Material supplied |
★ ★ ★ ★

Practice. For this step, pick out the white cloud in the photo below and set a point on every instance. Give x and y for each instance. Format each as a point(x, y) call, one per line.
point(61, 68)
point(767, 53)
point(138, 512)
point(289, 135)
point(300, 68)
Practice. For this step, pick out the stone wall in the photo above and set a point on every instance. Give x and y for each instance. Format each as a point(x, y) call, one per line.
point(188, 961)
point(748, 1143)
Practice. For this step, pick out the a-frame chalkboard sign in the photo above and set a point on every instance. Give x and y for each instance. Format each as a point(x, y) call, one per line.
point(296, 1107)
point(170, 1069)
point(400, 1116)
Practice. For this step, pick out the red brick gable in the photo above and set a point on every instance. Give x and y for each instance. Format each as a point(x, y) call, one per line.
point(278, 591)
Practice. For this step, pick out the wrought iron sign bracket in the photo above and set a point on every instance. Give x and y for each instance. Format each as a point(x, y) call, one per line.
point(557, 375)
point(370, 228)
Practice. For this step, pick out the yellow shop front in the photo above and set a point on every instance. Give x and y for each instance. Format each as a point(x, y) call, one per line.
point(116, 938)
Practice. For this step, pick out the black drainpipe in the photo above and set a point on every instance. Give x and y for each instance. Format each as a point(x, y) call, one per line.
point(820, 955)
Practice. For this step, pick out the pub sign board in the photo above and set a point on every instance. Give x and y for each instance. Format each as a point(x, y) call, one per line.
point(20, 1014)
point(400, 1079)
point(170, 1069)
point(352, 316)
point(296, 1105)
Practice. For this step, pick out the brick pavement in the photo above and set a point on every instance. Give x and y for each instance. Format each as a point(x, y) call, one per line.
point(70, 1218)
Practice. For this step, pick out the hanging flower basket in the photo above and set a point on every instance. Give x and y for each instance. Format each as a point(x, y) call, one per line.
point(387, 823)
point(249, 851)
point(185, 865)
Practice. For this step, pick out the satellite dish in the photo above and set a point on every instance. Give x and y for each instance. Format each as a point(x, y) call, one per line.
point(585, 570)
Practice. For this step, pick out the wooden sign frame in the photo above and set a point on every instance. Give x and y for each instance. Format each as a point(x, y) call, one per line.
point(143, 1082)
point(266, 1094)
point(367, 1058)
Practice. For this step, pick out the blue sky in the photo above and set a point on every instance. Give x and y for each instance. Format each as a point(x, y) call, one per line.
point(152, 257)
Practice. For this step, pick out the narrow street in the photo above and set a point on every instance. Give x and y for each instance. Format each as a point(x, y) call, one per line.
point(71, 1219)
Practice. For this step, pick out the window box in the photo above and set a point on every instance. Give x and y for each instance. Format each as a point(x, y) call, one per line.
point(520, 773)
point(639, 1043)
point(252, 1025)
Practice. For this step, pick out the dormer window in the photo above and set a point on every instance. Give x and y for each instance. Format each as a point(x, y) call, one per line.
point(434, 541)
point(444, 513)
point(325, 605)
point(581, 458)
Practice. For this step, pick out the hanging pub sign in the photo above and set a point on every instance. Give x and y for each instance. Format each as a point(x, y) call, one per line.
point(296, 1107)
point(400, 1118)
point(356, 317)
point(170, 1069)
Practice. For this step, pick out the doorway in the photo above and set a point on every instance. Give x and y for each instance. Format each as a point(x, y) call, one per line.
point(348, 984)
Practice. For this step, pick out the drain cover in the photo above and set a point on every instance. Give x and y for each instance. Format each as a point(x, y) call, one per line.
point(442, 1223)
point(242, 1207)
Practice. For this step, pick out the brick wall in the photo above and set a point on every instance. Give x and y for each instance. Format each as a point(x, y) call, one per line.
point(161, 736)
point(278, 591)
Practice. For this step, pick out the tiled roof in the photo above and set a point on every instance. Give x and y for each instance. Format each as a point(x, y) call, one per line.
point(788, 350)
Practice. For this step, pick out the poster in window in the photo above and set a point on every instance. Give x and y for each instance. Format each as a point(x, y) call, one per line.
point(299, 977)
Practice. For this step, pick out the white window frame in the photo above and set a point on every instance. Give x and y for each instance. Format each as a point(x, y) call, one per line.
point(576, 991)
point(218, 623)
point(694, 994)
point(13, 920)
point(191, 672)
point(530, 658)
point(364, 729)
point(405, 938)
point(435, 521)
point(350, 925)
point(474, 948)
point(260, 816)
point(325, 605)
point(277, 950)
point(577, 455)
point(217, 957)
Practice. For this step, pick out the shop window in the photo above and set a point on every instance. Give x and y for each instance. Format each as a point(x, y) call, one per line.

★ ★ ★ ★

Exercise |
Copy every one of the records above without changing a single character.

Written answer |
Practice. For this step, pick out the white cloud in the photo below and set a point on every instance. Give x and y for each instance. Format each as a point(x, y) call, one per line.
point(61, 68)
point(767, 53)
point(138, 512)
point(289, 135)
point(300, 68)
Practice. For this step, pick out the stone wall in the photo above and set a point on every instance. Give x and y for each instance. Format each as a point(x, y) call, one per line.
point(188, 961)
point(748, 1143)
Practice. For this step, pick out the a-frame chalkboard sign in the photo above and set a point on every instance. Give x and y for each instance. Format each as a point(x, y) call, one per line.
point(296, 1107)
point(170, 1069)
point(400, 1116)
Practice. For this step, pick out the red brick gable in the photo above and set a point on every instance. Give x and y for each instance. Format each as a point(x, y) call, one per line.
point(278, 591)
Practice. For this step, pick out the wrought iron sign bracket in the photo above and set a point on every instance. Give x and y for each instance. Format each as a point(x, y) call, one per line.
point(557, 375)
point(370, 228)
Practice. For this step, pick out the yellow shop front in the photo above and set a point on every instance. Give x and y for each instance. Format each as a point(x, y) call, one per line.
point(116, 938)
Practice. For this step, pick out the black drainpipe in the photo above and set a point on every instance. Give x and y for each instance. Format each as a point(x, y) call, one per line.
point(820, 955)
Practice. For this step, pick out the pub sign board in the photo above and set a point on every instance. Give x and y for each instance. Format each as a point(x, y) call, one per line.
point(20, 1014)
point(400, 1079)
point(170, 1069)
point(352, 316)
point(296, 1105)
Practice. For this step, pick out the brick pavement in the photo above and set a point on every instance. Give x and y for each instance. Format each as a point(x, y) call, one per line.
point(70, 1218)
Practice. For this step, pick out the hanging flower basket in the photo above and set a point on every instance. Give x and y for each instance. Format each as a point(x, y) call, one per line.
point(387, 823)
point(249, 851)
point(185, 865)
Practice. For this step, pick out the satellite dish in the photo above and set a point on every instance. Give x and y for each instance. Format each as a point(x, y) call, one per line.
point(585, 570)
Practice. For this step, pick out the wooden sign frame in the photo above and set a point on every instance. Give x and y for each instance. Format each as a point(x, y) call, one per line.
point(143, 1082)
point(266, 1094)
point(367, 1058)
Practice. For this step, pick out the blue sky in the photo above and set a point on every instance. Give x and y for each instance. Format each as a point(x, y) call, one per line.
point(152, 257)
Practice. For this step, pick out the narrow street in the photo above and set a point on every instance. Give x and y for each instance. Format each as a point(x, y) call, one per line.
point(71, 1219)
Practice. For this step, pick out the window box in the photo above and set a point on every instance. Give x and y for each instance. Format each as a point(x, y) call, one per line.
point(520, 773)
point(639, 1043)
point(252, 1025)
Practice. For this step, pick out the dormer window in the photo above and set a point on every instance. Give x and y for each instance. Format each as a point(x, y) call, one per line.
point(434, 541)
point(444, 513)
point(325, 605)
point(581, 458)
Practice. For this step, pick out the hanging pub sign in the photo above and set a point on every instance. Give x and y for each instance. Format each as a point(x, y) call, one per line.
point(296, 1107)
point(400, 1118)
point(356, 317)
point(170, 1069)
Practice. For this step, pick out the doorway in the photo above and set a point on every instance. Give x and y for each instance. Format each as a point(x, y) call, one per line.
point(348, 984)
Practice. For this step, pick out the drain cover in the photo above and set a point on every instance. Give x and y for each instance. Format each as a point(x, y) call, one per line.
point(442, 1223)
point(242, 1207)
Practice. For this step, pick out the brick wall in the photo above and set a point on every instance. Give x and y for each instance. Format each as a point(x, y) call, one per line.
point(161, 736)
point(278, 591)
Practice. For this step, pick out the tiled roof in the photo above and set a point on every instance. Give x and y for each instance. Format each as a point(x, y) call, one per line.
point(788, 350)
Practice. For this step, pick out the poster in window in the photo above and set a point on every instance. Give x and y for each instance. Format each as a point(x, y) call, one per line.
point(299, 977)
Practice. For this step, pick out the white window frame in the photo above and set a point on every instance. Give x and y for each instance. Format each as a point(x, y) call, one per line.
point(576, 991)
point(218, 623)
point(694, 994)
point(13, 920)
point(191, 672)
point(530, 658)
point(364, 729)
point(405, 938)
point(435, 521)
point(350, 925)
point(474, 948)
point(260, 816)
point(325, 605)
point(277, 950)
point(577, 455)
point(217, 957)
Practice. For this step, pick out the shop window in the photo above and set a point on every instance. Give x and y for each instance. Format each as a point(x, y) call, one per line.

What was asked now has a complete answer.